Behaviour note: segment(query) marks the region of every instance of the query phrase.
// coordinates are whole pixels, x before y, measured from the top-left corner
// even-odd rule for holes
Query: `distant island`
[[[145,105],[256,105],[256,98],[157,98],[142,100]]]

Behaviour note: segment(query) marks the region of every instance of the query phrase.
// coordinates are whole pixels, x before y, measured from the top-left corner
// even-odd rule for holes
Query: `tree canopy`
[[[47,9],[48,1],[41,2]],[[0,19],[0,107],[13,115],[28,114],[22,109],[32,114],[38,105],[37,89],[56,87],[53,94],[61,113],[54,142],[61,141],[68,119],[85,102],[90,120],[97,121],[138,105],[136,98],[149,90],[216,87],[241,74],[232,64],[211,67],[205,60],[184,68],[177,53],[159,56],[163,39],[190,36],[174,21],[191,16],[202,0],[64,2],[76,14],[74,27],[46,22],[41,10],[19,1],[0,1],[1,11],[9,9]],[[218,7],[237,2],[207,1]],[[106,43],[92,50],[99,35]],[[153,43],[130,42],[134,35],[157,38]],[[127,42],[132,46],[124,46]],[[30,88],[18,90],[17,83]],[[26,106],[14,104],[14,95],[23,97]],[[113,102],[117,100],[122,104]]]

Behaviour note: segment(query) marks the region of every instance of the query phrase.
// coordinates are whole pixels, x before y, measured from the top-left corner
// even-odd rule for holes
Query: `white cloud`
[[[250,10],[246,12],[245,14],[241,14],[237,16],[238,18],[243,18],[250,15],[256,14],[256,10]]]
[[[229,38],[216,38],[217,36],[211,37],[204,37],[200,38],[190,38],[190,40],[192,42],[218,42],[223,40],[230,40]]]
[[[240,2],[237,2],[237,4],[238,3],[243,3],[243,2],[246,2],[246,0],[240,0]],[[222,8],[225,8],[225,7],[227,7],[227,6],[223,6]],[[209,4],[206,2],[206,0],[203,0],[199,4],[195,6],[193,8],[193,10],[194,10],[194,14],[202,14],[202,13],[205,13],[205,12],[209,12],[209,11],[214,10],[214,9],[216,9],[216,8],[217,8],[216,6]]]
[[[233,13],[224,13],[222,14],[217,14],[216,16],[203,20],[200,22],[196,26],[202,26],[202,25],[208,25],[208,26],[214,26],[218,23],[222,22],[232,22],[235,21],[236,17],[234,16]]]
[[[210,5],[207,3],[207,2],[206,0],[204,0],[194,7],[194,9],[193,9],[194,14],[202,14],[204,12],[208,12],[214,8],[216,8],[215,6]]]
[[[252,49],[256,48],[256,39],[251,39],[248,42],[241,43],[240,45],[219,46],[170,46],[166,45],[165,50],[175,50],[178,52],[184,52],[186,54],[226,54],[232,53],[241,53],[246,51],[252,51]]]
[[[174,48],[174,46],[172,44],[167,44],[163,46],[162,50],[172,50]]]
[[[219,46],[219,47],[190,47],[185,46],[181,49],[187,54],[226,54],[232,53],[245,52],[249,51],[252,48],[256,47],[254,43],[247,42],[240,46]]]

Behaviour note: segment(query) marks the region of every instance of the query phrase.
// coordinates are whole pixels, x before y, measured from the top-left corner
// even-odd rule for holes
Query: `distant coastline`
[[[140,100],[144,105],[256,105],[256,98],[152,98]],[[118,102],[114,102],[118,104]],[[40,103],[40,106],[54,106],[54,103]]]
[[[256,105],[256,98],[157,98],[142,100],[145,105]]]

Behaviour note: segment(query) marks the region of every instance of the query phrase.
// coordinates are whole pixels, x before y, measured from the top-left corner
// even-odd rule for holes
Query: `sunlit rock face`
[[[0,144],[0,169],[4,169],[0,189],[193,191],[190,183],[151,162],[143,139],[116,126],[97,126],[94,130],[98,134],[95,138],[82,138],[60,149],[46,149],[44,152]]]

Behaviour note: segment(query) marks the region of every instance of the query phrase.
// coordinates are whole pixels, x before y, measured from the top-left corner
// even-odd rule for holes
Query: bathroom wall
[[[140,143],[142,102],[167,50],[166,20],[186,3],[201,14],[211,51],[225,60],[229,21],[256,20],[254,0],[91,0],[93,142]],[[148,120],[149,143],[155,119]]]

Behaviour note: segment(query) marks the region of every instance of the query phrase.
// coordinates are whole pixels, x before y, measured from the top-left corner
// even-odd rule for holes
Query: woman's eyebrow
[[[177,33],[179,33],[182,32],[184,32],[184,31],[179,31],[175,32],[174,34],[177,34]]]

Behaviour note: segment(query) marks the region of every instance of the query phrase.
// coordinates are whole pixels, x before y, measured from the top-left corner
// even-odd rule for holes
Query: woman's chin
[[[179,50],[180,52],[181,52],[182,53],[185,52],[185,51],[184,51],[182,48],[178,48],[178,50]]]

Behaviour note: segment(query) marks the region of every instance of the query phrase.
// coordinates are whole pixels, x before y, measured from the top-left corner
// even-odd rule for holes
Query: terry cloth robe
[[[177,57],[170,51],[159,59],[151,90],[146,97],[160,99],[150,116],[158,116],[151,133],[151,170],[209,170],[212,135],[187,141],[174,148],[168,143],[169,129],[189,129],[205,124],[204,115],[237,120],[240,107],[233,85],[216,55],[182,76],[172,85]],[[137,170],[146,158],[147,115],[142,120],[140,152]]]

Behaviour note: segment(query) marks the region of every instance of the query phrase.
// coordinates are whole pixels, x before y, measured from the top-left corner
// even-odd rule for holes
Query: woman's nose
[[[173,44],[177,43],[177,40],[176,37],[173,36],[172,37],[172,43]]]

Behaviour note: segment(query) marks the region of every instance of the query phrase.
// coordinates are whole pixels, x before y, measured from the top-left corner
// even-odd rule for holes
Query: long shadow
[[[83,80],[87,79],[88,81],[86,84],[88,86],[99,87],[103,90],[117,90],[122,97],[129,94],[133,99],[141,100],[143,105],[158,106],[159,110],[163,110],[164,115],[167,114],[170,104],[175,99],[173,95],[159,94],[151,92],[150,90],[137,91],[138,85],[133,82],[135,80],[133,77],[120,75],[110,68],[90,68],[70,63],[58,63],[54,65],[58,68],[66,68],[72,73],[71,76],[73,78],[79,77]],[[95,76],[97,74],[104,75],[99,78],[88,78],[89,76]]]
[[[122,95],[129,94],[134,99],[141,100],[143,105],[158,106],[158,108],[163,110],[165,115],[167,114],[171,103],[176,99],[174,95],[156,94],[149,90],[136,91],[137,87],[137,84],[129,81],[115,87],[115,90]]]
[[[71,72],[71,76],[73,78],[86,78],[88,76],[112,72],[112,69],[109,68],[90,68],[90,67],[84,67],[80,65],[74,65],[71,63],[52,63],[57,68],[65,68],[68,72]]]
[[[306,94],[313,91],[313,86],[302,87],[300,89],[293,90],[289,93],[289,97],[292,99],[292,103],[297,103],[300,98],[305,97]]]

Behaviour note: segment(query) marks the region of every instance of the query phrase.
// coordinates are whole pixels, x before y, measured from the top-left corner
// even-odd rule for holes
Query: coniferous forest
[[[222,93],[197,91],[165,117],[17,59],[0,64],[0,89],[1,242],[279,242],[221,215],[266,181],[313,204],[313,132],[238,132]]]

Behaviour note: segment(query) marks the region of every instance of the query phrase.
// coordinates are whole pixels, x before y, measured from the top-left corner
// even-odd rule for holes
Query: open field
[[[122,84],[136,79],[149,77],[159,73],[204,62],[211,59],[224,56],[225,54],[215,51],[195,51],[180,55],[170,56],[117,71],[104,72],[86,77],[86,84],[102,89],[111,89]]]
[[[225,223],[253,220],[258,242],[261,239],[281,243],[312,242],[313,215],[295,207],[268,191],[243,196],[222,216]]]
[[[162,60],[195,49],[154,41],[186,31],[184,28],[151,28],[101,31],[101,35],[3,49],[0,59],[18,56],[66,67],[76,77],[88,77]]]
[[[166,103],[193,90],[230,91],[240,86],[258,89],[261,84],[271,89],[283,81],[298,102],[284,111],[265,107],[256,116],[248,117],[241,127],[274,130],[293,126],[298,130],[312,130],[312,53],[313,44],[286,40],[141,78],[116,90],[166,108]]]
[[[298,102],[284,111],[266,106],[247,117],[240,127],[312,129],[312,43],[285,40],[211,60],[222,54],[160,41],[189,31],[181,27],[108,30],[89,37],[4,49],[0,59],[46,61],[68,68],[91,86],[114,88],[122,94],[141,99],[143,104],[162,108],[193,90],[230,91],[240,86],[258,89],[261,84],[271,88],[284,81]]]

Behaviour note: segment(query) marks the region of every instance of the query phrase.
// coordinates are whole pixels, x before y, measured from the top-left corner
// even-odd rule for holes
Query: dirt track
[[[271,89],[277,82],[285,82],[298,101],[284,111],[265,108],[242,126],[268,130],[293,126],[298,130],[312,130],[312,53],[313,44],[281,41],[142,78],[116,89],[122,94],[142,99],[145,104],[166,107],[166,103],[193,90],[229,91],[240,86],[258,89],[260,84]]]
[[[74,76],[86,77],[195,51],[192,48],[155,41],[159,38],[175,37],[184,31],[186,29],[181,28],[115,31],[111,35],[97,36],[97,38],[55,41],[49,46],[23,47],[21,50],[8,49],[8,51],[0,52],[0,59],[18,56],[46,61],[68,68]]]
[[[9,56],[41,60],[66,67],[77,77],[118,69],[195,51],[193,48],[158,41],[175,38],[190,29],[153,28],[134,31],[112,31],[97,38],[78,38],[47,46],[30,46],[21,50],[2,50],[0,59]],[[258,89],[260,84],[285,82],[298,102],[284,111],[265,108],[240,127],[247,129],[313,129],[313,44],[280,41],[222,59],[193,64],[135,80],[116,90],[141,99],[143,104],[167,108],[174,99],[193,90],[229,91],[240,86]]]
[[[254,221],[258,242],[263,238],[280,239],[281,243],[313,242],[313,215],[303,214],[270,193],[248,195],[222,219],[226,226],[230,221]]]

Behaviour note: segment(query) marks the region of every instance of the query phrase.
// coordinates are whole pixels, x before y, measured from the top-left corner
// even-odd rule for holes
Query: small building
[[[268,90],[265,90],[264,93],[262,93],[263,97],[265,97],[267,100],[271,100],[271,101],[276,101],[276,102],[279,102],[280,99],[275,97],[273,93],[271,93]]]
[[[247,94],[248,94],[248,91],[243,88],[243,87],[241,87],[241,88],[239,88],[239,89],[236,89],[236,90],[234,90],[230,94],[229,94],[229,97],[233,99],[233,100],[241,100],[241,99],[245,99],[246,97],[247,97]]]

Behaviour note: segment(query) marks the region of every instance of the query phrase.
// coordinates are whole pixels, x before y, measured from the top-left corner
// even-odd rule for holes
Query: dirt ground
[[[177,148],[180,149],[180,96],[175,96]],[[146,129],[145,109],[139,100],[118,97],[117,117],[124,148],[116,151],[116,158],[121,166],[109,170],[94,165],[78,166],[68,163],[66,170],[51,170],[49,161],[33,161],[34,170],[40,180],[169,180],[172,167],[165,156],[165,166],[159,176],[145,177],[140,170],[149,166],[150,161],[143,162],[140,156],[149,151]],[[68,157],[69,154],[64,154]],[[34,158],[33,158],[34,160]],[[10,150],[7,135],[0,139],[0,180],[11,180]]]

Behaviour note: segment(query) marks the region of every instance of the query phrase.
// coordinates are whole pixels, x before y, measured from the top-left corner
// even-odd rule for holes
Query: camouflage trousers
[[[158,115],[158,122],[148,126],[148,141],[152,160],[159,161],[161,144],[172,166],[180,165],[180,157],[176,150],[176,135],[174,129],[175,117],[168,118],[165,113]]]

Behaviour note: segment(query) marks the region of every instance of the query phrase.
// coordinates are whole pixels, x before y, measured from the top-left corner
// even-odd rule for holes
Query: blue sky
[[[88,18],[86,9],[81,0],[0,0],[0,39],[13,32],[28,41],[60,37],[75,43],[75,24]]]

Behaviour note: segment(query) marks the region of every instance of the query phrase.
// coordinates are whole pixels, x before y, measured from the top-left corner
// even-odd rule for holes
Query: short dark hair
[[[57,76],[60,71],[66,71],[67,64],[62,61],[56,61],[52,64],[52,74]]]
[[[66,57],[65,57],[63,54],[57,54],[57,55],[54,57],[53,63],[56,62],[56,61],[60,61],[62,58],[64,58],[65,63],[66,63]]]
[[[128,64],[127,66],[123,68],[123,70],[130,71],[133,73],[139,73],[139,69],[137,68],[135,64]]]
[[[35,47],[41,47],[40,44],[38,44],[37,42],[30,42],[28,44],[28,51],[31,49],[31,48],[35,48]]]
# # # # # # #
- **WORK TO BE COMPLETED**:
Tally the lines in the entries above that contain the string "woman". Reply with the number alone.

- **ANSWER TO THE PROBLEM**:
3